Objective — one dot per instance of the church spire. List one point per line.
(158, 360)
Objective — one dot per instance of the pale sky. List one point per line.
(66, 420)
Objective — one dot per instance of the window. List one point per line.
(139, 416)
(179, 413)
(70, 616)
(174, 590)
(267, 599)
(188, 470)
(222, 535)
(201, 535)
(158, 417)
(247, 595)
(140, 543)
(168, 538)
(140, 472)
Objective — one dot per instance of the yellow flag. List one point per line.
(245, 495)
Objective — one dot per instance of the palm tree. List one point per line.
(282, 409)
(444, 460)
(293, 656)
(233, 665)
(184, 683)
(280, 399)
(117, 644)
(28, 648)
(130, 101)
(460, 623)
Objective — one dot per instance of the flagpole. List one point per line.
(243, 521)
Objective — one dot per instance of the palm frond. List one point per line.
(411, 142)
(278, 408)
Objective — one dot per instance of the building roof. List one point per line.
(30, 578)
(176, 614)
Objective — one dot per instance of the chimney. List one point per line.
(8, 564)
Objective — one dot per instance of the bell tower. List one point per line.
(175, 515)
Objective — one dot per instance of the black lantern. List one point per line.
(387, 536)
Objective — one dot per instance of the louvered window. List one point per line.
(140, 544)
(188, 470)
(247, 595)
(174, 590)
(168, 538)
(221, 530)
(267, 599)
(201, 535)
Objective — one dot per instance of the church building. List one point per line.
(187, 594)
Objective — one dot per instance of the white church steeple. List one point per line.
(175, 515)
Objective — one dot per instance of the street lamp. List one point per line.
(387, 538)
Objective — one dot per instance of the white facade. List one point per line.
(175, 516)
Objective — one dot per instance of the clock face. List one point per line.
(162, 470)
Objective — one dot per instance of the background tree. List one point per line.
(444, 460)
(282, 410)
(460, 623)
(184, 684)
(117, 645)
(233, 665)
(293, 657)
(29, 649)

━━━━━━━━━━━━━━━━━━━━━━━━━━━━━━

__WHAT IS NEEDED__: Take the line with "Objective — one dot per instance of the building" and all lines after it through the end of the records, and write them out exactly; include nothing else.

__RESPONSE AREA__:
Objective — one dot per instance of the building roof. List one point per line.
(30, 578)
(176, 614)
Objective — one dot per instance of the chimney. List one point per line.
(8, 564)
Objective — one dot per instance of the bell tower. List one point per line.
(175, 515)
Objective — one dot per instance of the black lantern. List one point per line.
(387, 536)
Objective — one dot per instance of the louvered window. List one point per line.
(140, 544)
(188, 470)
(247, 595)
(174, 590)
(168, 538)
(221, 530)
(267, 599)
(201, 535)
Objective — one dot per instance of the church building. List one point per line.
(187, 594)
Objective — one dot per instance of the white church steeple. List one point per line.
(175, 515)
Objective — one dot per instance of the street lamp. List one point per line.
(387, 538)
Objective — one dot per instance of the white facade. List one point per line.
(175, 516)
Objective — one dot per instance of the clock face. List one point per line.
(162, 470)
Objective — one dot per instance of the background tree. List one point per line.
(444, 460)
(282, 410)
(460, 623)
(184, 684)
(117, 645)
(233, 665)
(293, 657)
(29, 649)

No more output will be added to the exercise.